-- Begin RECORDS SUPPLIED --

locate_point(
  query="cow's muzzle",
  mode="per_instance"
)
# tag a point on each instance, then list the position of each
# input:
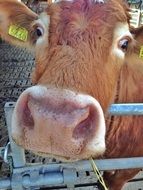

-- End RECORDS SUPPLIED --

**WORK REQUIRED:** Can you put each line of the listing above into a JSON list of strings, one string per line, with blank lines omitted? Leave the pictures out.

**SOLUTION FOR THIS PROBLEM:**
[
  "locate_point(",
  "  query=\"cow's muzzle\",",
  "  mode=\"per_instance\"",
  ")",
  "# tag a point on each instance, then list the position of each",
  "# input:"
]